** GEWÄHLTER TEXTAUSZUG **

====

Deine Texte sind sehr persönlich. Ist das deine Art dich mit deinen Problemen auseinanderzusetzen?

Martha: Vielleicht....(überlegt lange) Weißt du, ich mag es sehr Songs über meine Gefühlswelt zu schreiben. Mich inspiriert dabei besonders, wenn ich mich schlecht oder traurig fühle. Deshalb handeln wohl der Großteil meiner Songs von negativen Erlebnissen. So wie sich andere zum Beispiel für Politik interessieren und dann politische Songs schreiben, so interessiere ich mich eben für die emotionalen Dinge, die einen Menschen bewegen und überwältigen können. Du hast auch viel mehr lyrische Stilmittel zur Verfügung, wenn du über persönliches schreibst. Beim Schreiben fallen mir mehr Metaphern ein, oder die Verwendung von hellen oder düsteren Farben lassen sich perfekt auf die eigene Seele beziehen. Wenn ich es mir recht überlege, fühle ich mich danach immer besser als vorher. Insofern ist das tatsächlich eine Art für mich, mich besser zu fühlen und mit meinen Problemen umzugehen.

Viele meiner weiblichen Freunde fühlen sich in deiner Musik und deinen Texten besonders verstanden. Glaubst du, dass dein Album allgemein eher Frauen anspricht?

====

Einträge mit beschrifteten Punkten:
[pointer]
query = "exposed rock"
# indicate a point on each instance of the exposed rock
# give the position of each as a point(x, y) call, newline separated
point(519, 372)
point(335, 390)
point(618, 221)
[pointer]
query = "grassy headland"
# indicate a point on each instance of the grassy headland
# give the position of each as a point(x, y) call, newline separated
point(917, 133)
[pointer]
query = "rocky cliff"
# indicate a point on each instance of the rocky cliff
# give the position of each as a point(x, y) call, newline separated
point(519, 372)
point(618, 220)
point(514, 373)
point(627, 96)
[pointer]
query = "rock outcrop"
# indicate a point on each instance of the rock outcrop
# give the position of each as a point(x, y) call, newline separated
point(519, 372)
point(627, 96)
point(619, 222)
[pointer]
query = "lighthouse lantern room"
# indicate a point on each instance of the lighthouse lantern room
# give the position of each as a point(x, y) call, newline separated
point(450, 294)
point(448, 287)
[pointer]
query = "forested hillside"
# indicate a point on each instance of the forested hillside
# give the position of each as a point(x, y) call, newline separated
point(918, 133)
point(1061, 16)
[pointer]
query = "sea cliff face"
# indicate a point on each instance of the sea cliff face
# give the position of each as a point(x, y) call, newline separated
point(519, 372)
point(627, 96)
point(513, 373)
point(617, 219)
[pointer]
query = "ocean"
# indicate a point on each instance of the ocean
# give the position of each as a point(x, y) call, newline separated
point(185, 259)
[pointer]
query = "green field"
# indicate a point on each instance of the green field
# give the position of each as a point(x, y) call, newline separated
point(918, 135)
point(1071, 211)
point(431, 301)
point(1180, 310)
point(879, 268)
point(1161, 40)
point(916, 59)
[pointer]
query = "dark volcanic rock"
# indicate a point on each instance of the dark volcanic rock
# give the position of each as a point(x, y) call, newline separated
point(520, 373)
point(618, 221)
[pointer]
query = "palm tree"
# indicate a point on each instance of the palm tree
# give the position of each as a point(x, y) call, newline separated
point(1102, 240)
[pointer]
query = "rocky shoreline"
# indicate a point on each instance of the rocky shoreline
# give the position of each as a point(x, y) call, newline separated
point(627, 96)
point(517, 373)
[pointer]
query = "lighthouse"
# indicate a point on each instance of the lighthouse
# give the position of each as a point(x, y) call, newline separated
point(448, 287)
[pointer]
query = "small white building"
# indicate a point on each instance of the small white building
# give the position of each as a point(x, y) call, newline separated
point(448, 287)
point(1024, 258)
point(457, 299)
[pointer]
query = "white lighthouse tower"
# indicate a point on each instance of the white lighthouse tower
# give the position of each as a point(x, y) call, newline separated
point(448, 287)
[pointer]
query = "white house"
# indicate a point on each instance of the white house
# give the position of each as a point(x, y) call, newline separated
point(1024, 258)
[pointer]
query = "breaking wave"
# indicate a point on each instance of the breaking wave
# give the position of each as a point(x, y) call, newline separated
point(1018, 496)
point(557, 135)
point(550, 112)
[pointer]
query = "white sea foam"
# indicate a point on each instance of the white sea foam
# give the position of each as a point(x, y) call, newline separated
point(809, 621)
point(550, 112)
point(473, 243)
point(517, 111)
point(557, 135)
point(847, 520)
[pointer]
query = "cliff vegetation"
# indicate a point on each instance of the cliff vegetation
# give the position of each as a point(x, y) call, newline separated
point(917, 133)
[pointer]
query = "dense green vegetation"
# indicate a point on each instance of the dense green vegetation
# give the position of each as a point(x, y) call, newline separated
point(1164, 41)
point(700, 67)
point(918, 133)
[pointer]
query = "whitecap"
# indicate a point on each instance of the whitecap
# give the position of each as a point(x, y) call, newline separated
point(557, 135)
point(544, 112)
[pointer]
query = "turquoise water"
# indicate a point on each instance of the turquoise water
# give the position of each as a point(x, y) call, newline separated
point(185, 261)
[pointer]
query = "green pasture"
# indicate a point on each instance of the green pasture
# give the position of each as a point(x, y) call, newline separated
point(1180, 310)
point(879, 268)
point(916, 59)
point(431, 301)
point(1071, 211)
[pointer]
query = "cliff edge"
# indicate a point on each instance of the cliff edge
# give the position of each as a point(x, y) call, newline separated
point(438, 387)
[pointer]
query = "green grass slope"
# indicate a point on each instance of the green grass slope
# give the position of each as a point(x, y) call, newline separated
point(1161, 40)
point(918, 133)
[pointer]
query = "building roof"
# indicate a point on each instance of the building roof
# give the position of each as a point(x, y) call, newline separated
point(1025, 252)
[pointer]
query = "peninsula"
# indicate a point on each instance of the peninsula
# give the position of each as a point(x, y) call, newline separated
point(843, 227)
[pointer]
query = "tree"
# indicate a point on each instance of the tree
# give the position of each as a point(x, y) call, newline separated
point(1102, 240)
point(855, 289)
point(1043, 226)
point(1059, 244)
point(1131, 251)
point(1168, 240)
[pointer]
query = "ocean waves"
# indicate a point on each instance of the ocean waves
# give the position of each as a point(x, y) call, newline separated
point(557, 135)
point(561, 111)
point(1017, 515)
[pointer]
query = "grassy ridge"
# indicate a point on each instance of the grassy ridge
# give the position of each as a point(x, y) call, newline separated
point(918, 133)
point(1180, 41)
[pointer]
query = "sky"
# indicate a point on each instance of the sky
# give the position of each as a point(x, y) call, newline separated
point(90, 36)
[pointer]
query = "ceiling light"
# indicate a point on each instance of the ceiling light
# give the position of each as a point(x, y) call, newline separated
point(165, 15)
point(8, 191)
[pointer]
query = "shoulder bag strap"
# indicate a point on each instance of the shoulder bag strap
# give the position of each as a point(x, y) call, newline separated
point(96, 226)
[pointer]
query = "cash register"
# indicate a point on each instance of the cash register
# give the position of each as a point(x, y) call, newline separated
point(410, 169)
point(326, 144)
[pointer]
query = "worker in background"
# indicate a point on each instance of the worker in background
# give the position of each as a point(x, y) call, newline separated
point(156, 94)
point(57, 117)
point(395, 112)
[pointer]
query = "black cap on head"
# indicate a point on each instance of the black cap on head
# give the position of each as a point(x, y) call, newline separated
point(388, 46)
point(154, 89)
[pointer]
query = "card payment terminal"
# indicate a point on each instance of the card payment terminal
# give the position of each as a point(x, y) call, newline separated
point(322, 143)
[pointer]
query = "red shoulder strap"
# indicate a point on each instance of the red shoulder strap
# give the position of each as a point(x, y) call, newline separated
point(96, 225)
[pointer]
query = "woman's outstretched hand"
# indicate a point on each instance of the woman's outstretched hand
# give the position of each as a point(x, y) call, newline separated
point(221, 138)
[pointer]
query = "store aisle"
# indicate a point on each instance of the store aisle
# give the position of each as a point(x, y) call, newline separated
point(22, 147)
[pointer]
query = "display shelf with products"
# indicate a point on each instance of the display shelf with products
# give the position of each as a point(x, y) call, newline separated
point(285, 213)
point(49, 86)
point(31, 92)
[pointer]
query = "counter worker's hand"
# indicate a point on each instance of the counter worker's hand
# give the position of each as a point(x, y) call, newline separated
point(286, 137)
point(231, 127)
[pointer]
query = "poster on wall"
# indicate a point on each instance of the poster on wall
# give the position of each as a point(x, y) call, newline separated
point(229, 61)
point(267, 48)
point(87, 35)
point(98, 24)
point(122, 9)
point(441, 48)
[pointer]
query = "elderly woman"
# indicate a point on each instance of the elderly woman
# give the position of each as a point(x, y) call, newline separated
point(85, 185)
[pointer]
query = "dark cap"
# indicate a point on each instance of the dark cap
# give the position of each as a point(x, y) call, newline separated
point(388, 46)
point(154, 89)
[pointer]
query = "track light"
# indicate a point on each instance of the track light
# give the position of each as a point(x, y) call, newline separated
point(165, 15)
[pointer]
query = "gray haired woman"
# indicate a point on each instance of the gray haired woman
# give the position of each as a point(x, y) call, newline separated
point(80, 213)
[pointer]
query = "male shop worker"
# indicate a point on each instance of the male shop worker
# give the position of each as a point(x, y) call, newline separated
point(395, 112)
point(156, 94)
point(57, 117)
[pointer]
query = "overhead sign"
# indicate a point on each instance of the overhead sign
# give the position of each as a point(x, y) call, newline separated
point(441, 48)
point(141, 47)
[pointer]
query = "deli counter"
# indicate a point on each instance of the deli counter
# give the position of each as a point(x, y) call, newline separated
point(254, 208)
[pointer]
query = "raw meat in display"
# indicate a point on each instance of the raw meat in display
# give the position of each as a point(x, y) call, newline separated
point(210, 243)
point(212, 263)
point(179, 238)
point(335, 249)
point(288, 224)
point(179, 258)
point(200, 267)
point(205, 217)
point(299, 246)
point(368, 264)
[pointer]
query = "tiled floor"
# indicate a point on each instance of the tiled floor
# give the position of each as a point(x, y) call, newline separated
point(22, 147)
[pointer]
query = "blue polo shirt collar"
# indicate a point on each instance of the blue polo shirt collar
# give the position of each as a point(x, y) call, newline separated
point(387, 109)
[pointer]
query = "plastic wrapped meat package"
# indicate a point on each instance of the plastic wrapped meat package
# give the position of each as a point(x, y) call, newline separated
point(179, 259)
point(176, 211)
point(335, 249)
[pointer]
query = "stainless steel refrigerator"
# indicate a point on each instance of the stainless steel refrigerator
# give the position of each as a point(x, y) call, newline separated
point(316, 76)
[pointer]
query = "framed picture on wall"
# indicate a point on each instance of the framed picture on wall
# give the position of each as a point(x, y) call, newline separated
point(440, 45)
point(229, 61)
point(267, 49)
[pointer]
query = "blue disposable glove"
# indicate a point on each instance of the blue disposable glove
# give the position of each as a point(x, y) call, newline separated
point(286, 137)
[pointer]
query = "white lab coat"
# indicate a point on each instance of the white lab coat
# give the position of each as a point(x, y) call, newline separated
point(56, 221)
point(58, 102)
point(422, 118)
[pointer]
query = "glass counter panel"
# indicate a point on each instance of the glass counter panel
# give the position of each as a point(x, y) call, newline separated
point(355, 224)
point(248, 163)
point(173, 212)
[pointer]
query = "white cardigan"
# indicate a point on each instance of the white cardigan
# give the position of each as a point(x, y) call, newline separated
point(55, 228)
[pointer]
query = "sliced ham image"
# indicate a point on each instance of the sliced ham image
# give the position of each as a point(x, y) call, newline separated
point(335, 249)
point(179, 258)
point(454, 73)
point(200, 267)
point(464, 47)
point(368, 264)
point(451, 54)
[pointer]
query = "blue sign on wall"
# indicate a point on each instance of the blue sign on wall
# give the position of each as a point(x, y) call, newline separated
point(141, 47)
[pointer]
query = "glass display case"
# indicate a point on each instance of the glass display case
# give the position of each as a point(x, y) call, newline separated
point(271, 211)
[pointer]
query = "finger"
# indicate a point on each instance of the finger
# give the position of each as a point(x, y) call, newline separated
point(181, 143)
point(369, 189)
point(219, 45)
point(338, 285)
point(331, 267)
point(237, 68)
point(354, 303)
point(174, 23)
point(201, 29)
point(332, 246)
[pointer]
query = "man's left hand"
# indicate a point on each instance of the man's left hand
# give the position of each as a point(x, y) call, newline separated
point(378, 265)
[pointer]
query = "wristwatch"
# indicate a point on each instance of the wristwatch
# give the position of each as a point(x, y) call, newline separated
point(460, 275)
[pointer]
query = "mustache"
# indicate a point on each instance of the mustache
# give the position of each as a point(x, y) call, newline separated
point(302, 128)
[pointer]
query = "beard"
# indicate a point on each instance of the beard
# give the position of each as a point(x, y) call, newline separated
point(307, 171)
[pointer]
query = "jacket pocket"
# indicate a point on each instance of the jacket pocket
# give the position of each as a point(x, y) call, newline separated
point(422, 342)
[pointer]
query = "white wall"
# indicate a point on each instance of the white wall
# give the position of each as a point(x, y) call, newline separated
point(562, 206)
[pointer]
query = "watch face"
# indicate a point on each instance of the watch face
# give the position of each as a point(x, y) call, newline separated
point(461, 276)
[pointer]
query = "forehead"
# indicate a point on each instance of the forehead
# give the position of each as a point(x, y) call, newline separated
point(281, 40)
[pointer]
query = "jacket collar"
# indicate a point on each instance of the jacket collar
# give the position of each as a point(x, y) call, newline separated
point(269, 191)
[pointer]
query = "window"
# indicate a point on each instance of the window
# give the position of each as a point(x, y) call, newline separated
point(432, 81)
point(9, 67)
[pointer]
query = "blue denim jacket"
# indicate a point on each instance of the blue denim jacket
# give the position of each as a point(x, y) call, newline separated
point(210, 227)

====

** DIE AUFGABEN **
- a) Gib aus dem Interviewauszug den Teil wortgetreu aus, der mit den Worten „Viele meiner weiblichen“ beginnt und mit „eher Frauen anspricht?“ schließt.
- b) Sammle aus der Auflistung jede Zeile, die die Zeichenfolge „aisle“ enthält, und gib diese Zeilen unverändert wieder. Achte dabei auf Groß- und Kleinschreibung.

** ANTWORTEN JE AUFGABE **
- a)
Viele meiner weiblichen Freunde fühlen sich in deiner Musik und deinen Texten besonders verstanden. Glaubst du, dass dein Album allgemein eher Frauen anspricht?

- b)
query = "store aisle"
# indicate a point on each instance of the store aisle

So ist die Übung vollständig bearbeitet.